[TAREAS REQUERIDAS]:
a) Enumera todos los nombres propios de persona que aparecen en el artículo sobre ajedrez.
b) Duplica, por favor, el fragmento del artículo sobre ajedrez que empieza con las palabras que contienen "Sonja Graf era" y termina con "café, y ganó.".

El gambito declinado

Jaime Cordero
8 min readDec 8, 2020

Un problema de ajedrez todavía insoluto: ¿Por qué, en pleno siglo XXI, Beth Harmon sigue siendo un personaje de ficción?

Sonja Graf era una joven alemana de 21 años cuando descubrió la pasión del ajedrez. Ocurrió a inicios de la década de 1930: andaba de compras por las calles de Munich cuando pasó por un café donde se solía practicar el juego ciencia. Se quedó pegada mirando, delante de un gran ventanal. Ella misma contó aquella experiencia en su propio libro: «La partida jugada precisamente delante de mis ojos, entre un hombre y una jovencita, me cautivó tanto que mis facciones instintivamente debían delatar todos mis pensamientos. Cuando la muchacha jugaba, a mi entender catastróficamente, dominaba los músculos de mi cara una rabiosa expresión de desencanto, mientras que después de las buenas jugadas del hombre se podía leer en mis facciones una amigable expresión de asentimiento». Al rato, la invitaron a jugar una partida, contra uno de los asistentes habituales del café, y ganó.

Anotaciones de recuadros para fotos:
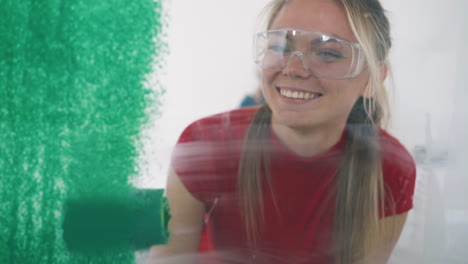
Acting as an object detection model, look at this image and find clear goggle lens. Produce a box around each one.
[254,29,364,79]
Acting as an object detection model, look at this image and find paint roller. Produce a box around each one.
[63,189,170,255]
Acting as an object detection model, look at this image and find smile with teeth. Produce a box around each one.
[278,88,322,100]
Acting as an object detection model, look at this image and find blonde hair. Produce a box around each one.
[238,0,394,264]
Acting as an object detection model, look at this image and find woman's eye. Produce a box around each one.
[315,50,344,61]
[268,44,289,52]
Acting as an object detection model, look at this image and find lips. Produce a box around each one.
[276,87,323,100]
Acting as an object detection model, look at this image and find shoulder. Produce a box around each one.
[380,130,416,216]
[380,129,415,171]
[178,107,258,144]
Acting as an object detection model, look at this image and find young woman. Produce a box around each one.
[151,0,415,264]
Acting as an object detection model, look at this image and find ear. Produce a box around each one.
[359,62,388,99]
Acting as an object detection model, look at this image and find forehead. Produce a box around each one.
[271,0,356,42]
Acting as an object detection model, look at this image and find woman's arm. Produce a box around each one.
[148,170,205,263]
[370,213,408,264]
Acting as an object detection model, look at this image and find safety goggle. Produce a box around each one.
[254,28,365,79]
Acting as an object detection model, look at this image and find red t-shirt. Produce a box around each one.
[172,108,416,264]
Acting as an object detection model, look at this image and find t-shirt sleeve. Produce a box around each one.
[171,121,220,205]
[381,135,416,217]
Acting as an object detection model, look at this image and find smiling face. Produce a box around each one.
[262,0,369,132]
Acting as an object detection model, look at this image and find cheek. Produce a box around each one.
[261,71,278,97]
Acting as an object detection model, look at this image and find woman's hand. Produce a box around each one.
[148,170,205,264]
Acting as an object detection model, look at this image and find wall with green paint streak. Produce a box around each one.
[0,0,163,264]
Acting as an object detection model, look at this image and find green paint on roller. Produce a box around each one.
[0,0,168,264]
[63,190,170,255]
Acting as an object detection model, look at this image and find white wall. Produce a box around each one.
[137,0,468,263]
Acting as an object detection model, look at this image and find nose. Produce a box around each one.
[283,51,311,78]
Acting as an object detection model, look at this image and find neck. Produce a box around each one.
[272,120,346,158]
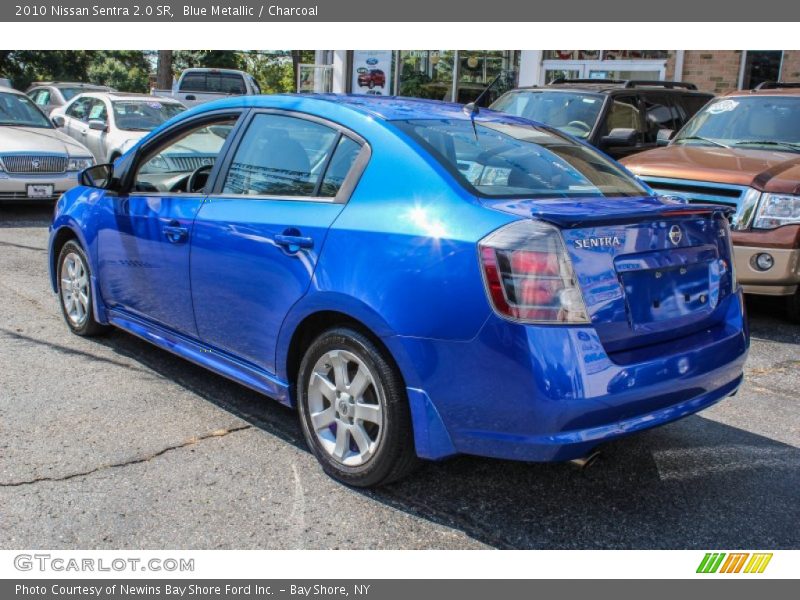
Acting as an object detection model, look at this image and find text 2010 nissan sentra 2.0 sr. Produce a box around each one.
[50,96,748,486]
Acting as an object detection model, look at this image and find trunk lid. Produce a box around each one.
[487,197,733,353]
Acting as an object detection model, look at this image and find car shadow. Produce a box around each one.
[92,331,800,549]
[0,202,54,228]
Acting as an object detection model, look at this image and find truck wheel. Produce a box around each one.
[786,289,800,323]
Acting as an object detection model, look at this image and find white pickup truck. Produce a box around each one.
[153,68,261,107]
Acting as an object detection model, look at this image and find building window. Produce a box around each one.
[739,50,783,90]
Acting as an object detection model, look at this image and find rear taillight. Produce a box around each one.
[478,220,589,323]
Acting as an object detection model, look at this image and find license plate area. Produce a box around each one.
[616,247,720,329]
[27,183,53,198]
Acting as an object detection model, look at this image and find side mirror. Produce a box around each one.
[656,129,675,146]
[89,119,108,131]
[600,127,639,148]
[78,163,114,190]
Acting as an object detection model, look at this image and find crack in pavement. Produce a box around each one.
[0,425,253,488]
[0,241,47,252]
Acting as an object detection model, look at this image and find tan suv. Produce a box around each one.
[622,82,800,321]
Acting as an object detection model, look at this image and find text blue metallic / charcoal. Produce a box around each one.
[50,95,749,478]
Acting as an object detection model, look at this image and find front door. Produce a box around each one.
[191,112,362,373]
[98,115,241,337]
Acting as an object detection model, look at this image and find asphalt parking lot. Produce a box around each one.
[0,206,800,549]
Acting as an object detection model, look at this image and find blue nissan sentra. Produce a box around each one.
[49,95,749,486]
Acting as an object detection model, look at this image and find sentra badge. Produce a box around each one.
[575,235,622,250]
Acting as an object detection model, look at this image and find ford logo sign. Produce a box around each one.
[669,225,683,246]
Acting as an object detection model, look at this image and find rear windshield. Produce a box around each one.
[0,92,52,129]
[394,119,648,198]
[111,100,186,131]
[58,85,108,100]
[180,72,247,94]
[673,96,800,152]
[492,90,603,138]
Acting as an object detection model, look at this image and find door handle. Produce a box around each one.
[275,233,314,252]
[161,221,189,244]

[RESULTADOS]:
a) Jaime Cordero, Beth Harmon, Sonja Graf

b)
Sonja Graf era una joven alemana de 21 años cuando descubrió la pasión del ajedrez. Ocurrió a inicios de la década de 1930: andaba de compras por las calles de Munich cuando pasó por un café donde se solía practicar el juego ciencia. Se quedó pegada mirando, delante de un gran ventanal. Ella misma contó aquella experiencia en su propio libro: «La partida jugada precisamente delante de mis ojos, entre un hombre y una jovencita, me cautivó tanto que mis facciones instintivamente debían delatar todos mis pensamientos. Cuando la muchacha jugaba, a mi entender catastróficamente, dominaba los músculos de mi cara una rabiosa expresión de desencanto, mientras que después de las buenas jugadas del hombre se podía leer en mis facciones una amigable expresión de asentimiento». Al rato, la invitaron a jugar una partida, contra uno de los asistentes habituales del café, y ganó.